EXERCISE AIM →
Print the part of the article on Macron at 40 between "The punishing schedule" and "presidency on track.", inclusive, with no change to its wording.

PAGE EXTRACT →
Macron at 40 Enters the Prime of Life and Core of His PresidencyBy , , and
French leader will be judged on success of his domestic agenda
Voters seem content for now, even as unemployment remains high
For Emmanuel Macron, turning 40 may be the least of his worries.
In the run-up to his birthday next week, France’s president has maintained a breathless pace and packed agenda, earning more than a soupcon of credibility among the public and world leaders. Yet with most of his plans a long way from fruition, the risk is that voters will turn away unless he can show concrete results from his eloquence and travel.
In the past five weeks, Macron has visited Qatar, Saudi Arabia, Algeria and three countries in West Africa, helped reverse what looked like the forced resignation of Lebanon’s prime minister and took time out in Ouagadougou to banter with students on France’s colonial history. All the while he had a phone line open to Berlin, keeping tabs on Angela Merkel’s efforts to form a government. This week he hosted summits on climate change and Africa’s Sahel region before traveling to Brussels for talks with his European Union counterparts.
The punishing schedule kept by France’s youngest leader since Napoleon can’t hide the fact that 2018 will be, if not quite his Waterloo, then the year reality hits. With European and municipal elections looming later, Macron needs results to keep his presidency on track.
“Macron has had super-star beginnings,” said Bruno Cautres, a professor at SciencesPo in Paris. “But he’s now getting into the nitty-gritty, into the day-to-day stuff. The hardest part is just beginning.”
For now, voters seem impressed. Multiple polls show his popularity rebounding from a dip after summer, with the latest Ifop survey showing his approval rating crossing the 50 percent mark for the first time since July.
Macron inherited a tailwind that has propelled French growth to its fastest pace in five years and swept measures of business confidence to levels not seen in a decade. But the jobless rate remains stuck at levels roughly double that of the U.K. and Germany; it rose in the third quarter, to 9.7 percent.
“French people ultimately want to see lasting results and real change,” said Cautres. “Unemployment is and remains the key.”
There are plenty more hurdles ahead. Macron is embarking on an overhaul of the welfare system that will widen access to jobless benefits while toughening up controls and potentially cutting payments. He’s also working on a potentially explosive pension reform. The government is struggling to combat France’s poverty levels, especially among youths -- the health minister unveiled “a preliminary consultation to get a plan” earlier this month.
Wait and See
At the European level, Germany’s never-ending coalition talks are forcing him to slow down, leaving his plans for the euro-area hanging and casting doubt on his ambitions to have a slew of his lawmakers voted in at the 2019 European Parliament elections.

MATERIAL SUPPLIED →
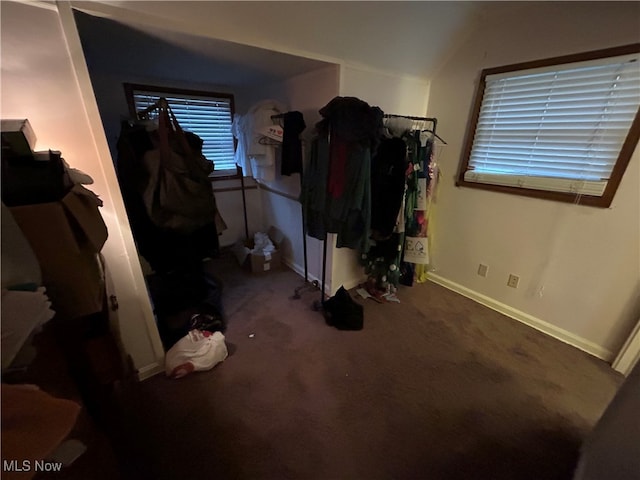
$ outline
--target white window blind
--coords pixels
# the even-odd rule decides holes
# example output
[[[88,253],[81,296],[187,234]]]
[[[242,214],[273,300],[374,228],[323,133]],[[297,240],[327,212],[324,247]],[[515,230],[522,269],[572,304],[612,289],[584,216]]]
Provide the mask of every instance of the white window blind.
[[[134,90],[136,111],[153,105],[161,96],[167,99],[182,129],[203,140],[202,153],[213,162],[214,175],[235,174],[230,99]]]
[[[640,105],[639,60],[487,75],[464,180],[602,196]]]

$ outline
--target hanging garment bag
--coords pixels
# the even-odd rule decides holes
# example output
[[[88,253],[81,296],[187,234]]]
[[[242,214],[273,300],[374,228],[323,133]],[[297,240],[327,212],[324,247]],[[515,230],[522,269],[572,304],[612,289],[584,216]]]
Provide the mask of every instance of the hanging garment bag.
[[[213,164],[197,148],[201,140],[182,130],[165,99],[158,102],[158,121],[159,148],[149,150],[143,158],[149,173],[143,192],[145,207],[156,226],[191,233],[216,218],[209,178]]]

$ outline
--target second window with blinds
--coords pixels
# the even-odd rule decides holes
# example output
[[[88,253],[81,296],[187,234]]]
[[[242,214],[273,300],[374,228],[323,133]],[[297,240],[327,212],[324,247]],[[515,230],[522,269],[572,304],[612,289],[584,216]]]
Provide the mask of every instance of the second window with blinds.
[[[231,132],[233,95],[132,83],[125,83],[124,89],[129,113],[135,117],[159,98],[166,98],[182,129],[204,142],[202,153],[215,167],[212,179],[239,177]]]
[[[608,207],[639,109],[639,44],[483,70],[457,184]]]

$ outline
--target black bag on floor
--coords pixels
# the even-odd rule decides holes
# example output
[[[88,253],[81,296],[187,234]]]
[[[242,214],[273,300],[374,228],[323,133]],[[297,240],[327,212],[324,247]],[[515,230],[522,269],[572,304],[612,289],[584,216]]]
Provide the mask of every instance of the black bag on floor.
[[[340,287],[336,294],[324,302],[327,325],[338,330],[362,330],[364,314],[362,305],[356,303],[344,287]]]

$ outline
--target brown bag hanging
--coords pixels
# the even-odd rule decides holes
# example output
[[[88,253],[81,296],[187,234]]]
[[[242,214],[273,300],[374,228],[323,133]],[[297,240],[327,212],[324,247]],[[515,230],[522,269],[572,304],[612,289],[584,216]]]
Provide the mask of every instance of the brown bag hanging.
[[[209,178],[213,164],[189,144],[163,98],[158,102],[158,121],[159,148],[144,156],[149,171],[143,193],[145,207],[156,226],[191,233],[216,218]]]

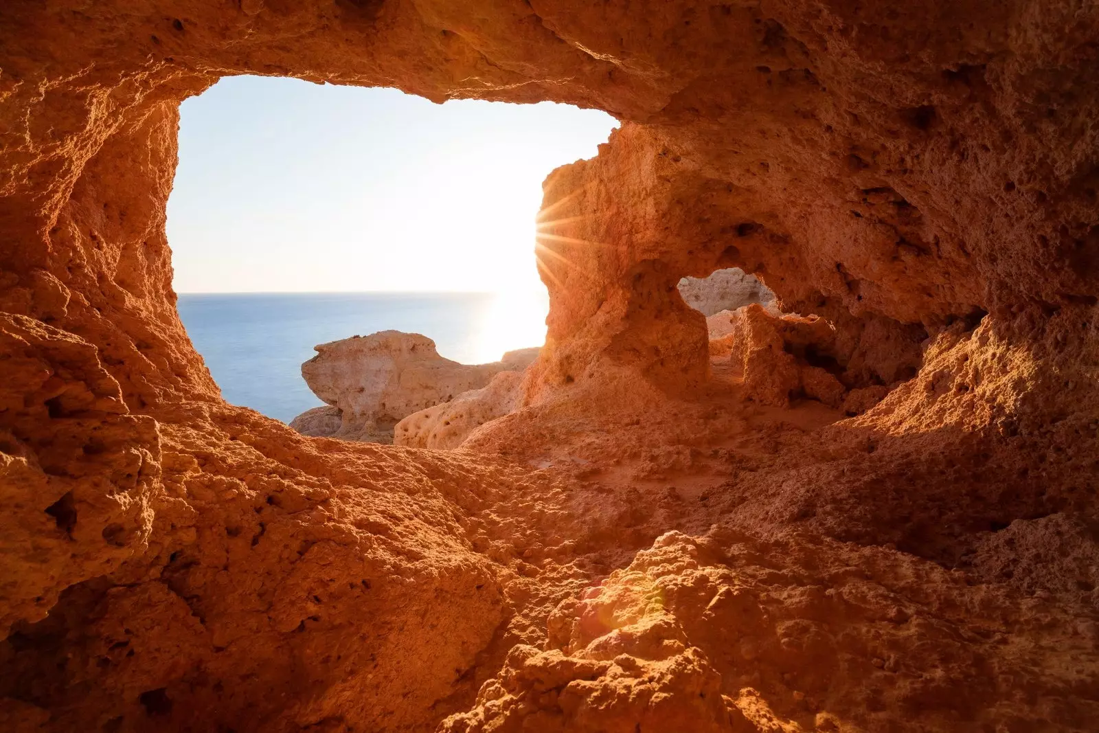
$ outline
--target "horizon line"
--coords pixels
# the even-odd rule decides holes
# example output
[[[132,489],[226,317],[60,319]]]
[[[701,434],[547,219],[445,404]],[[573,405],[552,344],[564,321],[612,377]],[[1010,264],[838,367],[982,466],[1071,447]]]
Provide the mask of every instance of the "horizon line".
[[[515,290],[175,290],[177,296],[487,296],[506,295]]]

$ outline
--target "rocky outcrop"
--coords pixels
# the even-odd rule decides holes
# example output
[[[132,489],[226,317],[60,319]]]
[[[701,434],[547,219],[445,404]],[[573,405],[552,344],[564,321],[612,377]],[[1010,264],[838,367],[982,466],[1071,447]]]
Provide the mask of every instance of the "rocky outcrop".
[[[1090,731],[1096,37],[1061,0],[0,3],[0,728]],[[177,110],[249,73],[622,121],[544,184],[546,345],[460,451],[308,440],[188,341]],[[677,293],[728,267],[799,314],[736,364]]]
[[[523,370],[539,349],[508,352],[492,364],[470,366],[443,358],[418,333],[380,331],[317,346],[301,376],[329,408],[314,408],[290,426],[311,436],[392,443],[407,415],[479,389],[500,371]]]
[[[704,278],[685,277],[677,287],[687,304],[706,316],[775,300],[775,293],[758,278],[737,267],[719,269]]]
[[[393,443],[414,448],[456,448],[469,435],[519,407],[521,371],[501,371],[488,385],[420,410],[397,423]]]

RESULT OF THE EXERCISE →
The punishing schedule kept by France’s youngest leader since Napoleon can’t hide the fact that 2018 will be, if not quite his Waterloo, then the year reality hits. With European and municipal elections looming later, Macron needs results to keep his presidency on track.